#### [What is needed]
Taking the line that contains "Find the smartphone;" as the first and the final line of the records as the last, write out every line between them exactly, ends included, and nothing else.

-*-*-

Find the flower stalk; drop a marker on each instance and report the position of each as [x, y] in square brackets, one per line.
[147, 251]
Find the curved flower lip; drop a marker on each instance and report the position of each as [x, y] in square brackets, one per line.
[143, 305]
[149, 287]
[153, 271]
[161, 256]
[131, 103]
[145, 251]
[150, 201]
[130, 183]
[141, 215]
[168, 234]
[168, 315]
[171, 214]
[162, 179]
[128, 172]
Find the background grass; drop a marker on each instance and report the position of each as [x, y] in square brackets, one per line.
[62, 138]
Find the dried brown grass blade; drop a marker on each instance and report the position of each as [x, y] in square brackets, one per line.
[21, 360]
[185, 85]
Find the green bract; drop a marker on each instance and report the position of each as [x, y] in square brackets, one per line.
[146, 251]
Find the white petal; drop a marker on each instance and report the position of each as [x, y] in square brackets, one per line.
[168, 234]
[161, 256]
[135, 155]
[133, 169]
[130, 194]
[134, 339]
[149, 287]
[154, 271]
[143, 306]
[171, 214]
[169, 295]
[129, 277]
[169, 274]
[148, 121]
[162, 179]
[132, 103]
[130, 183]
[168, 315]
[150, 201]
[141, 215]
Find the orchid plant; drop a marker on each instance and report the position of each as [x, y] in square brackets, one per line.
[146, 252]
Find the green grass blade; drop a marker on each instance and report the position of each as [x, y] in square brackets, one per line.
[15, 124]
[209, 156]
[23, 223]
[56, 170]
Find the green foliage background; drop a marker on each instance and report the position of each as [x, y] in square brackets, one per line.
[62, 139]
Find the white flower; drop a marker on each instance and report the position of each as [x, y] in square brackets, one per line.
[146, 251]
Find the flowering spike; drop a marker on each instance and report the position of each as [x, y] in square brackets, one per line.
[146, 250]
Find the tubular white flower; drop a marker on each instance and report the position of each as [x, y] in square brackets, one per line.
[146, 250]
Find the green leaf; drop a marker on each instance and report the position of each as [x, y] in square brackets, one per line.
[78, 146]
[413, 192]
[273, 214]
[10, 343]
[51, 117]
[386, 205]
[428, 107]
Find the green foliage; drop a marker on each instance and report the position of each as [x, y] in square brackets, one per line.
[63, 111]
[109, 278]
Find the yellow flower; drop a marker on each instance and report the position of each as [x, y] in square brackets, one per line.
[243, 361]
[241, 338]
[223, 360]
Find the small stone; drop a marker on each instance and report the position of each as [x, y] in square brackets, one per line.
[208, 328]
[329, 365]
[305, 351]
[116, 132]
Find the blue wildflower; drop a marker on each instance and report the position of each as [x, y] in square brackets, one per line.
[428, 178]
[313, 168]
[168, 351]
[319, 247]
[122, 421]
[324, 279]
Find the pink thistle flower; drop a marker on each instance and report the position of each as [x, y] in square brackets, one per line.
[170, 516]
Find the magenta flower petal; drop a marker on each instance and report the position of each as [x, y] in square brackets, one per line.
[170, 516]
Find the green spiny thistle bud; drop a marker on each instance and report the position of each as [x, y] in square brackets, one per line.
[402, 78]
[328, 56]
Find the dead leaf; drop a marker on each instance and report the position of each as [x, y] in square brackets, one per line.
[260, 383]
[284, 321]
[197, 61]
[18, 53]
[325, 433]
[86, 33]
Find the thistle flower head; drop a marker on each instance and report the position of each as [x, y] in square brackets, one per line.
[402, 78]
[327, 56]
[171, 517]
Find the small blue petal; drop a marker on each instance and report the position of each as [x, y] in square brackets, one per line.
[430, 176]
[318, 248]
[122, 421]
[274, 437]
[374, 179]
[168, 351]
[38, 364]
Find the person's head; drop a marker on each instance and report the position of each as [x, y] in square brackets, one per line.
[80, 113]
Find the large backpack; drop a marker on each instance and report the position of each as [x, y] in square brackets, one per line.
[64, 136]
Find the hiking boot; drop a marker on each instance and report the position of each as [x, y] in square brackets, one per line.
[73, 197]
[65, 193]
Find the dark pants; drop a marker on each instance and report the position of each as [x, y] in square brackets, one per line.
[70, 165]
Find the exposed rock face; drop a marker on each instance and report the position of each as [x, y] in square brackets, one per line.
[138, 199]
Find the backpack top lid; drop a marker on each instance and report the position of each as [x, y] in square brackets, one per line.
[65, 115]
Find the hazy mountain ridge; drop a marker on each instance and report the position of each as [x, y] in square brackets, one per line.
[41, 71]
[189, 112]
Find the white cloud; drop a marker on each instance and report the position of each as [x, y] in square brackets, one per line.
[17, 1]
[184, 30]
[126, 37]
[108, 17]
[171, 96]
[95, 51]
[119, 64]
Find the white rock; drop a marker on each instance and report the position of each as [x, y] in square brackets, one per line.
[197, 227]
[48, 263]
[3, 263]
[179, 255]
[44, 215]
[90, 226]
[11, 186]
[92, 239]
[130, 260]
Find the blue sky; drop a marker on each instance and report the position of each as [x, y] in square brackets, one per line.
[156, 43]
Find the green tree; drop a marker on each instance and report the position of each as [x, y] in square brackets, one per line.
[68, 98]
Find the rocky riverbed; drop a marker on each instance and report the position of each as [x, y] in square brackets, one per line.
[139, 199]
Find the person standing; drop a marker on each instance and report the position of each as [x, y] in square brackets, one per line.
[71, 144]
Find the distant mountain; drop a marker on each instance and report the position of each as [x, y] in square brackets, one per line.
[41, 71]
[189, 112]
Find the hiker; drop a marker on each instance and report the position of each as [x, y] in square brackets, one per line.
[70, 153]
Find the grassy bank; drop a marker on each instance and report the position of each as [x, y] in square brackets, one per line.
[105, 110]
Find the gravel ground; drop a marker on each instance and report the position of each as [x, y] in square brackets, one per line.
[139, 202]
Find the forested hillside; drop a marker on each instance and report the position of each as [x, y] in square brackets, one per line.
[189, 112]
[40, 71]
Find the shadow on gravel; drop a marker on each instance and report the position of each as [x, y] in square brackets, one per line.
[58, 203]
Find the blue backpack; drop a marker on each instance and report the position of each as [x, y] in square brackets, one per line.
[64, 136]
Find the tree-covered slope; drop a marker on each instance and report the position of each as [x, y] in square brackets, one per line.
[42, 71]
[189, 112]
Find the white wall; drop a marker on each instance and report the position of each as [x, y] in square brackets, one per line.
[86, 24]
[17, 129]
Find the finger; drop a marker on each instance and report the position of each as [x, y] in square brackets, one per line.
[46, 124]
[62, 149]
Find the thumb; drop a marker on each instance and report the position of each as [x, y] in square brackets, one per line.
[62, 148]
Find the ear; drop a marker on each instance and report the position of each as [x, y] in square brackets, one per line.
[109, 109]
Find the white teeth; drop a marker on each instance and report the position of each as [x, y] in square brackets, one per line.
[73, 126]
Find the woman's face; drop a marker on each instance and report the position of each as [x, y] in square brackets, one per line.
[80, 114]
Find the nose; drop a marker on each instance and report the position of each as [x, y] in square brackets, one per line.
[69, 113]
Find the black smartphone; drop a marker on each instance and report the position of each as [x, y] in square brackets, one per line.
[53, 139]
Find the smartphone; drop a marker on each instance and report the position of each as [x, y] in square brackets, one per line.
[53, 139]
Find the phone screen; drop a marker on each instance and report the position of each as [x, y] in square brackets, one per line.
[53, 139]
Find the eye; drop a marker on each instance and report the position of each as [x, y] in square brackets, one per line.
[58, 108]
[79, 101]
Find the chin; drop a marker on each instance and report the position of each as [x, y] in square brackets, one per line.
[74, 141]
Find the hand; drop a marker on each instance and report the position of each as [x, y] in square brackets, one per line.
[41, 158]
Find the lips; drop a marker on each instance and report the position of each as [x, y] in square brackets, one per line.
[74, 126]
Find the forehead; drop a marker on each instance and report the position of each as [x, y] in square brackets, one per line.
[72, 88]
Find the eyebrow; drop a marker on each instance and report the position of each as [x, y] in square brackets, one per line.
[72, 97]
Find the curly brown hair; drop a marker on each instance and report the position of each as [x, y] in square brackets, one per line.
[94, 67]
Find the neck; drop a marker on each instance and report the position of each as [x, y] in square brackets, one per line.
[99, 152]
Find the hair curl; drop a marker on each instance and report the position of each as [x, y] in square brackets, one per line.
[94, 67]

-*-*-

#### [Problem solution]
Find the smartphone; drop a marker on each instance and report the position of each as [x, y] in square brackets, one per line.
[53, 139]
Find the phone screen; drop a marker on each instance and report the position of each as [x, y] in square brackets, one per line.
[53, 139]
Find the eye; drop a marker on each instance and report the position of each as [x, y] in square brackets, one per line.
[58, 108]
[79, 101]
Find the chin; drop a marker on each instance and report the position of each as [x, y] in square brackets, one per line.
[74, 141]
Find the hand; drop a marker on each instance and report the position of each as [x, y] in square brackets, one per line.
[41, 158]
Find the lips; drop a marker on each instance and report the position of each as [x, y] in square brackets, one per line.
[74, 126]
Find the forehead; drop a marker on each instance and report the position of each as [x, y] in square brackets, one per line.
[72, 88]
Find the eyebrow; drop a marker on each instance and report the position of each as [x, y] in square brackets, one per line.
[72, 97]
Find the curly brown hair; drop a marker on each instance and report the position of each as [x, y] in square brackets, one per line.
[94, 67]
Find the neck; drop a marker on each instance and report the position of each as [x, y] in square brackets, one per line.
[99, 152]
Find the hair curl; drop a marker on each instance and report the position of each as [x, y] in square brackets, one per line.
[94, 67]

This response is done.